For each statement, decide whether it agrees with the text on the Ripper suspects, answering yes or no and quoting the deciding words of that text: 1. Charles Stewart Parnell was followed by police before being ruled out as a suspect. 2. Aaron Kosminski was charged after Sir Melville Macnaghten named him chief suspect. 3. The evidence indicates Prince Albert Victor was elsewhere during several of the murders.

## Provided text
== == ==
Who was the Ripper? Wilder speculation has alleged political motives on his part. Was he a social reformer—perhaps even Thomas Barnardo—eager to bring the squalid conditions of areas such as Whitechapel to public attention? Could he have been a twisted Irish nationalist: perhaps their leader in the House of Commons, Charles Stewart Parnell, who, known to walk the streets of Whitechapel, was followed for a time by police before being ruled out as a suspect? The writer George Bernard Shaw seemed to give some credence to the idea when he wrote, in September 1888: “[while] we conventional Social Democrats were wasting our time … some independent genius has taken the matter in hand … by simply disembowelling four women.”

The most controversial suggestion was that Prince Albert Victor, the duke of Clarence and eldest son of the prince of Wales, was involved in the killings, and that the government and royal family covered up the crimes to prevent a scandal. The idea has intrigued conspiracy theorists in particular, not least because the prince was known for his dissipated lifestyle, but the weight of evidence suggests he was elsewhere when several of the murders were committed.

Suspicion fell for a time on the sizeable Jewish community in east London, as old prejudices flared up during the killings, with rumors of ritual religious murder. The Ripper had left some body parts after the double murder of September 30, and chalked a message in a stairwell claiming that “The Juwes are men that will not be blamed for nothing.” Aaron Kosminski—a Polish Jew who worked as a hairdresser in London before being committed to a lunatic asylum in 1891—was later named chief suspect by Assistant Chief Constable Sir Melville Macnaghten, but no charges were ever brought, despite Robert Anderson (head of CID) and Chief Inspector Donald Swanson (whom he temporarily entrusted with the case) also considering Kosminski the chief suspect. Others, though, claim the cryptic message on the wall points to a Masonic connection, the Juwes representing Jubela, Jubelo and Jubelum, ritually killed, according to Masonic tradition, for murdering Grand Master Hiram Abif.
== == ==
## Data
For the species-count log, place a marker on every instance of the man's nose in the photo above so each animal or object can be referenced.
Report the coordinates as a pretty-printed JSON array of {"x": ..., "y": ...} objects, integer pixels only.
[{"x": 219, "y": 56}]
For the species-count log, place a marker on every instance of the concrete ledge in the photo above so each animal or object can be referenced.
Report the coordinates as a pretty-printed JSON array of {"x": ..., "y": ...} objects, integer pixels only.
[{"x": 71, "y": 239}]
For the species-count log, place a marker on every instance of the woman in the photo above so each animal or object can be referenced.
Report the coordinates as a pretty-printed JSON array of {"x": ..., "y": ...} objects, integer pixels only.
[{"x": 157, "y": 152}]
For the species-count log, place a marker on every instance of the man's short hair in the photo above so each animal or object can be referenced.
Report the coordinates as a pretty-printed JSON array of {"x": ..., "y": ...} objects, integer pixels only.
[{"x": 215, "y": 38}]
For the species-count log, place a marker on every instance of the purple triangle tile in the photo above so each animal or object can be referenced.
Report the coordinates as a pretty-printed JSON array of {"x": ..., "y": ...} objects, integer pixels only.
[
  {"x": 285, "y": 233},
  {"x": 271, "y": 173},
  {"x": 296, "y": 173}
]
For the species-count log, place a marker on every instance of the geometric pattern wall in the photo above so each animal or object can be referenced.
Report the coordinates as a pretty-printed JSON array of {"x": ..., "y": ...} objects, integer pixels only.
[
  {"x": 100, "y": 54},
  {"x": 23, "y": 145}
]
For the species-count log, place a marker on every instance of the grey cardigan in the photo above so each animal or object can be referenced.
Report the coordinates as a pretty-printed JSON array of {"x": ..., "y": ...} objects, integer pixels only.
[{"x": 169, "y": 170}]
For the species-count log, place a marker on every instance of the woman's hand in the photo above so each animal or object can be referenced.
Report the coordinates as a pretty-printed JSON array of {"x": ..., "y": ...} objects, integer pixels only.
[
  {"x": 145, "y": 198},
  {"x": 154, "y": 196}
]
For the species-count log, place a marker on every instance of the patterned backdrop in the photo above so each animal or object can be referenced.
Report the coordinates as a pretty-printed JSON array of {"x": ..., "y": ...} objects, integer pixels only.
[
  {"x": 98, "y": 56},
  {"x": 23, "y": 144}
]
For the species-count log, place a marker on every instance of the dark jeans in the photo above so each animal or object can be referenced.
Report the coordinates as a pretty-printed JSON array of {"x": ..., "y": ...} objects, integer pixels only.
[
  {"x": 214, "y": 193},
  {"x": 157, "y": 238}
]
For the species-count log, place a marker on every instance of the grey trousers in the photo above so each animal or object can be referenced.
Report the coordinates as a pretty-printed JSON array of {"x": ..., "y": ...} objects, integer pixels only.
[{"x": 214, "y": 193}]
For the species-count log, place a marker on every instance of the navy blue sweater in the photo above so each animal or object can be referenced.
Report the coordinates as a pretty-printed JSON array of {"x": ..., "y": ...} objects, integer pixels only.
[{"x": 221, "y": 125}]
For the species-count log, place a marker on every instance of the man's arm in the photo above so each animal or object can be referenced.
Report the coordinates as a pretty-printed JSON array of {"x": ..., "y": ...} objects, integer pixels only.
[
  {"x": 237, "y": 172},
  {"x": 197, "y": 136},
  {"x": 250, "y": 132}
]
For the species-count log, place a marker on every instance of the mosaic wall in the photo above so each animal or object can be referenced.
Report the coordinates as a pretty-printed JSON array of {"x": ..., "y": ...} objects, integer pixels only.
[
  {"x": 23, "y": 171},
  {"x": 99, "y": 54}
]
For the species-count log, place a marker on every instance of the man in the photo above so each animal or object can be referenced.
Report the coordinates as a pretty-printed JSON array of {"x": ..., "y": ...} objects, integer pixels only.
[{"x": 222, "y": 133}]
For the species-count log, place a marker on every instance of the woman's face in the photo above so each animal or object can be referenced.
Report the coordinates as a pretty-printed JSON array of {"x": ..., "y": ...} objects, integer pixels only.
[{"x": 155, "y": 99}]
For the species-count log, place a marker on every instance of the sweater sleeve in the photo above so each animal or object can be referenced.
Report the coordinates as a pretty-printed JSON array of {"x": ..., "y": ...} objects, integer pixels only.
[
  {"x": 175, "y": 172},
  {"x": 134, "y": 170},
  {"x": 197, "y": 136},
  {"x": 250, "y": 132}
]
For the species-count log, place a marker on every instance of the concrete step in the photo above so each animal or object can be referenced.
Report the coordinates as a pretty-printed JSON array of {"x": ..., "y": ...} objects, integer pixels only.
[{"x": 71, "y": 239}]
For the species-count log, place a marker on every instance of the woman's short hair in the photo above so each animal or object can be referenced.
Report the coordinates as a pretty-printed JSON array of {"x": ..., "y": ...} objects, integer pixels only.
== == ==
## Answer section
1. Yes: "was followed for a time by police before being ruled out as a suspect"
2. No: "but no charges were ever brought"
3. Yes: "the weight of evidence suggests he was elsewhere when several of the murders were committed"